Directions for this task: Return exactly the lines below, starting with the one that has "Query: gray fur" and going on through the one that has "Query: curly hair".

*** Exercise data ***

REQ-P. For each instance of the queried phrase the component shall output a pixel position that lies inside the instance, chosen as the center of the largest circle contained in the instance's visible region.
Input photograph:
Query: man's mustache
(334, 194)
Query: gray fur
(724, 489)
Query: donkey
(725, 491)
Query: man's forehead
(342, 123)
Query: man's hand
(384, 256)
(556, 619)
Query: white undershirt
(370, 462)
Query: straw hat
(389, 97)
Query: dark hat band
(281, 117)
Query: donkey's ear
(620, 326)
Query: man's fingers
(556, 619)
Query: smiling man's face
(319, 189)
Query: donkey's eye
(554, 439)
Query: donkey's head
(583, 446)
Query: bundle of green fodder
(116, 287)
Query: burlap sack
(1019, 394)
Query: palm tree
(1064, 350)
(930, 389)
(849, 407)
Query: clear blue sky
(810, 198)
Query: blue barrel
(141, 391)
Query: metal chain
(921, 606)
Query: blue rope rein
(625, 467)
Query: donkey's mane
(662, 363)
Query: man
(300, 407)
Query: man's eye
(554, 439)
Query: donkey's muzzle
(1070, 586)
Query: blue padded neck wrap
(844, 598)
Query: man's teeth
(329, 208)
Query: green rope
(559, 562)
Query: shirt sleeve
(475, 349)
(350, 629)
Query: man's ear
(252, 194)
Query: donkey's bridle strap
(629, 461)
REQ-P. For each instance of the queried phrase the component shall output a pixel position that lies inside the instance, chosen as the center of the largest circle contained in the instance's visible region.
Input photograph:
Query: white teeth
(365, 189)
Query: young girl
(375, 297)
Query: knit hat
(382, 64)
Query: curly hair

*** End of Exercise data ***
*** Exercise data ***

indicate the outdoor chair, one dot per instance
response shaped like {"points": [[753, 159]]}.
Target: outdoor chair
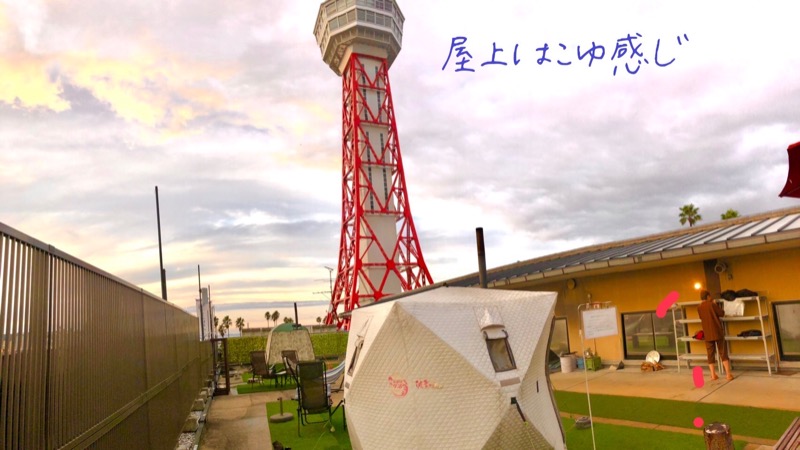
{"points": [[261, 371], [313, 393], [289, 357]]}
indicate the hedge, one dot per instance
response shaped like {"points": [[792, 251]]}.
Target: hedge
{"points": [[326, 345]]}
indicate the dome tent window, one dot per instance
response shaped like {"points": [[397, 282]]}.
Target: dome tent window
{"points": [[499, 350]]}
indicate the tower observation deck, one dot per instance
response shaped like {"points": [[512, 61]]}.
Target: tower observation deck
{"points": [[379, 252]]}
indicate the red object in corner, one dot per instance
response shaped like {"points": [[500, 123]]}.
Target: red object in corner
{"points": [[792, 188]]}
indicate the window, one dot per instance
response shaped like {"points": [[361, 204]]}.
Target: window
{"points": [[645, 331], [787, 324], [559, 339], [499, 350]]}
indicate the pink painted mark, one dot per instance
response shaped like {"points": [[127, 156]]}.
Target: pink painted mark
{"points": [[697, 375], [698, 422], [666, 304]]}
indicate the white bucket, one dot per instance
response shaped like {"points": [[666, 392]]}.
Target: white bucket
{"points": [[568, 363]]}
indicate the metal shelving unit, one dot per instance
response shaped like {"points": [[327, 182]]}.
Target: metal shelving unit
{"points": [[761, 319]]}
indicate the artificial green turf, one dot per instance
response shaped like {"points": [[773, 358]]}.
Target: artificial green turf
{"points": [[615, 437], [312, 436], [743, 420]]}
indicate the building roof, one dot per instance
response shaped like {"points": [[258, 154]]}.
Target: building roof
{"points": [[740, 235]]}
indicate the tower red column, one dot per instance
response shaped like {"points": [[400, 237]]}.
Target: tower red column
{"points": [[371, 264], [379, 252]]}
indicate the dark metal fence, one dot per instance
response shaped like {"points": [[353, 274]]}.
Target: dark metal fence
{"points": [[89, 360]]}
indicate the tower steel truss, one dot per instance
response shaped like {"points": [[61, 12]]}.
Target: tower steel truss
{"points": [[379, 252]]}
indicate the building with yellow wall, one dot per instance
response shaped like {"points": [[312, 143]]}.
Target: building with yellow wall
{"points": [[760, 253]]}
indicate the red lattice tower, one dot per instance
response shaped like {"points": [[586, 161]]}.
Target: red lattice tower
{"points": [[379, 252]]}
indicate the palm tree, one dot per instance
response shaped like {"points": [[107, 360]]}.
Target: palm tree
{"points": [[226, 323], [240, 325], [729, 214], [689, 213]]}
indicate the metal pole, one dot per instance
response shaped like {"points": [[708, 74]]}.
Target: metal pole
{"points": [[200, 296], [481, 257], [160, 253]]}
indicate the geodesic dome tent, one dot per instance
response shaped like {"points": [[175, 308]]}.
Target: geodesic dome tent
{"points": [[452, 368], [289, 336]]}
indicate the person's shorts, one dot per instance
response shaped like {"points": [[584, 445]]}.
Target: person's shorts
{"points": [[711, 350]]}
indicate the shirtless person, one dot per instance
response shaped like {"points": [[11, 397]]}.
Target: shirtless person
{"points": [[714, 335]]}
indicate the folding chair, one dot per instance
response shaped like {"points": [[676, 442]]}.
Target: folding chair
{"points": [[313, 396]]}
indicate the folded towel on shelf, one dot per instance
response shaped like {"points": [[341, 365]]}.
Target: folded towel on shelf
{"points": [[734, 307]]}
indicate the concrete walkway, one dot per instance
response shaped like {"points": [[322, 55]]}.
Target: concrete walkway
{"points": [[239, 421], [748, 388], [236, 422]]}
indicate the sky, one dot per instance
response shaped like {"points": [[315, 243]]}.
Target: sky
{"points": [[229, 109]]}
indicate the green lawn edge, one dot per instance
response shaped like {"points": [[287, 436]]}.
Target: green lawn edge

*** End of Exercise data ***
*** Exercise data ***

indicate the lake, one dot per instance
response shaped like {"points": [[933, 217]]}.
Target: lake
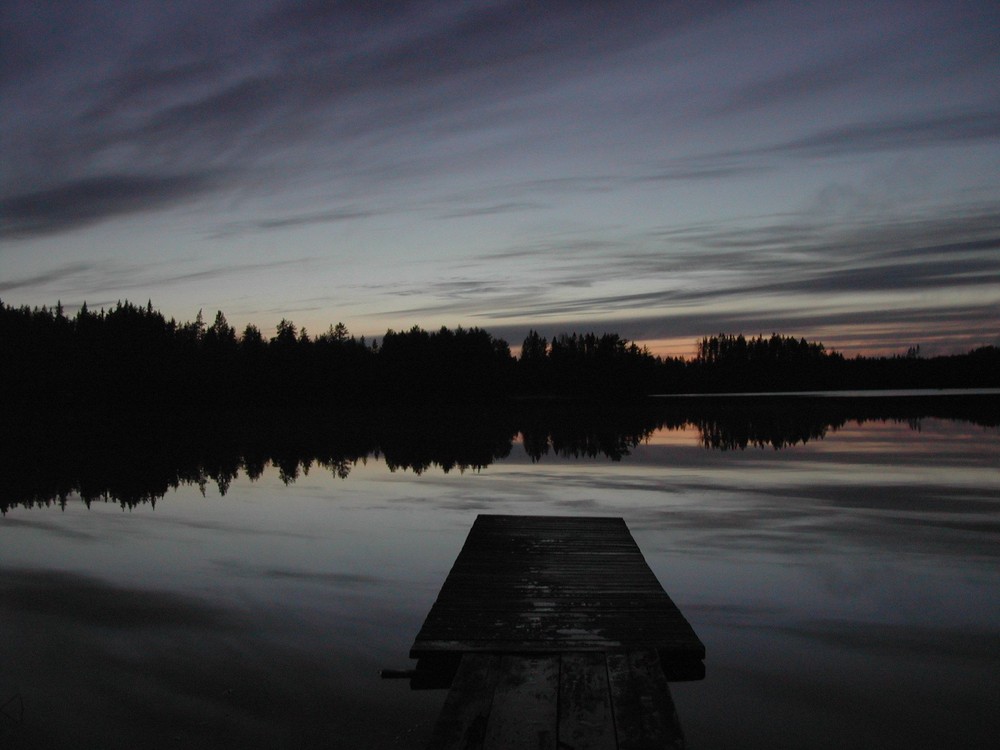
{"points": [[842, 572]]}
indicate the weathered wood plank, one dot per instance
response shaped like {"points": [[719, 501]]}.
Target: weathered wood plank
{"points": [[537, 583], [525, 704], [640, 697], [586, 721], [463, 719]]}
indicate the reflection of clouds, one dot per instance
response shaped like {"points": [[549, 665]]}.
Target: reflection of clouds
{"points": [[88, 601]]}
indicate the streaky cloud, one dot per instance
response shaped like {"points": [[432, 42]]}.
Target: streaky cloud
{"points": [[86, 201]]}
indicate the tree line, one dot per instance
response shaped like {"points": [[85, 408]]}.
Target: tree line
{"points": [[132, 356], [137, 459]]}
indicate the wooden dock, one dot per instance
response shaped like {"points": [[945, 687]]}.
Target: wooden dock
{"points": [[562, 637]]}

*** End of Exercise data ***

Answer section:
Query: gray fur
(724, 489)
Query: donkey
(725, 491)
Query: man's forehead
(342, 123)
Query: man's hand
(384, 256)
(556, 619)
Query: white undershirt
(370, 462)
Query: straw hat
(389, 97)
Query: dark hat band
(281, 117)
Query: donkey's ear
(620, 326)
Query: man's fingers
(556, 619)
Query: smiling man's face
(319, 189)
Query: donkey's eye
(554, 439)
Query: donkey's head
(583, 446)
Query: bundle of green fodder
(116, 287)
Query: burlap sack
(1019, 394)
Query: palm tree
(1064, 350)
(930, 389)
(849, 407)
Query: clear blue sky
(810, 198)
Query: blue barrel
(141, 391)
Query: metal chain
(921, 606)
Query: blue rope rein
(625, 467)
Query: donkey's mane
(662, 363)
Query: man
(300, 407)
Query: man's eye
(554, 439)
Query: donkey's muzzle
(1070, 586)
Query: blue padded neck wrap
(844, 598)
Query: man's teeth
(329, 208)
Query: green rope
(559, 562)
Query: shirt sleeve
(475, 349)
(350, 629)
Query: man's ear
(252, 194)
Query: donkey's bridle strap
(629, 461)
REQ-P. For each instance of the queried phrase the component shall output a pixel position that lies inside the instance, chosen as the center of the largest circle contained in the instance's visible region.
Input photograph:
Query: white teeth
(365, 189)
Query: young girl
(375, 297)
Query: knit hat
(382, 64)
Query: curly hair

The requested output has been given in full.